Tarefa proposta –
Transcreva palavra por palavra a parte do excerto sobre o acórdão que começa em "III - 1. No" e segue até "anteriores ao seu.".
═══ Excerto
III - 1. No acórdão recorrido, entendeu-se não ter ficado demonstrado que tenha havido da parte das Rés qualquer conduta dolosa.

Pode aí ler-se:

"Alega o Autor, por um lado que, quando se deslocou à segunda Ré, fê-lo com um único e exclusivo propósito de comprar uma viatura nova, sendo elemento essencial para a decisão do Autor da compra do veículo em causa que este fosse novo e que jamais tivesse sofrido qualquer dano e por outro que, só em 11/02/99 tomou conhecimento de que a viatura adquirida como nova já dispunha de dois registos anteriores ao seu.
══════
═══ Dados fornecidos
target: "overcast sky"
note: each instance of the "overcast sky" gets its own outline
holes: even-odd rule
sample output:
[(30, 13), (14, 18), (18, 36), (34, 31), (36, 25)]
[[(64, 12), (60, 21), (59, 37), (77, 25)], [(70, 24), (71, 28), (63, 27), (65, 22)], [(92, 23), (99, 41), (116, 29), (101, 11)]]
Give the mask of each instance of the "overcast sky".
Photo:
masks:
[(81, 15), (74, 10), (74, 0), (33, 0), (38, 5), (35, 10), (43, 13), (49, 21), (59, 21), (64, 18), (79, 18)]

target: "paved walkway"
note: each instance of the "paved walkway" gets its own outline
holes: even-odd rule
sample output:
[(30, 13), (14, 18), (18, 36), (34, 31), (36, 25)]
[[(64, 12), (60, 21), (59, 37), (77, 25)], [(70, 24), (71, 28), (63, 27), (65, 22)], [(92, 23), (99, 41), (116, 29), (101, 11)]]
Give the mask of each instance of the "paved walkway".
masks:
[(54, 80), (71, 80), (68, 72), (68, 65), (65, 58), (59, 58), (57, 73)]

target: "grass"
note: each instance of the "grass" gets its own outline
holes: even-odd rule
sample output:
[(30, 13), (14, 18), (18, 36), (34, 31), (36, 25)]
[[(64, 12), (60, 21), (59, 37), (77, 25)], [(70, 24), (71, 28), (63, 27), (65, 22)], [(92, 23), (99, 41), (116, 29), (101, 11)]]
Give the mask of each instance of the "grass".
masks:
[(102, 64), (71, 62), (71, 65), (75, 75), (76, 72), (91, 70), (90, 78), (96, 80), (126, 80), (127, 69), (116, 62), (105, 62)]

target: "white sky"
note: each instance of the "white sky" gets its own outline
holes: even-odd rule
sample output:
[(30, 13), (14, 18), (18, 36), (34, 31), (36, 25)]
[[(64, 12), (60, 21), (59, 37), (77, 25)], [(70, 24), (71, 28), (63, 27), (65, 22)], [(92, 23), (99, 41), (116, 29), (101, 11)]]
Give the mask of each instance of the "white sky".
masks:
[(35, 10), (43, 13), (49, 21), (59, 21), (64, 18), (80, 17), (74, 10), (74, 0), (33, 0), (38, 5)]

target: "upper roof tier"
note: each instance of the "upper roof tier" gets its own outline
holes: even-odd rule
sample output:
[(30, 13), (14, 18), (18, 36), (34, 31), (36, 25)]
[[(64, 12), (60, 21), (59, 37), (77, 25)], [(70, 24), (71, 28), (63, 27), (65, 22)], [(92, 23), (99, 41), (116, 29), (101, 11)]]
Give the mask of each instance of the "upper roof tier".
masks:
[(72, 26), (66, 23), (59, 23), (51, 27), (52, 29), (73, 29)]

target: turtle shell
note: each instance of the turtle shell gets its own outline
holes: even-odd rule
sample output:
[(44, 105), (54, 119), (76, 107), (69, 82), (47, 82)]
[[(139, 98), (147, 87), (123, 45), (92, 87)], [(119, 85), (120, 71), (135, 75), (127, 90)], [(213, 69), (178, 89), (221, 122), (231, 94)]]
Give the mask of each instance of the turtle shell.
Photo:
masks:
══════
Resolução –
III - 1. No acórdão recorrido, entendeu-se não ter ficado demonstrado que tenha havido da parte das Rés qualquer conduta dolosa.

Pode aí ler-se:

"Alega o Autor, por um lado que, quando se deslocou à segunda Ré, fê-lo com um único e exclusivo propósito de comprar uma viatura nova, sendo elemento essencial para a decisão do Autor da compra do veículo em causa que este fosse novo e que jamais tivesse sofrido qualquer dano e por outro que, só em 11/02/99 tomou conhecimento de que a viatura adquirida como nova já dispunha de dois registos anteriores ao seu.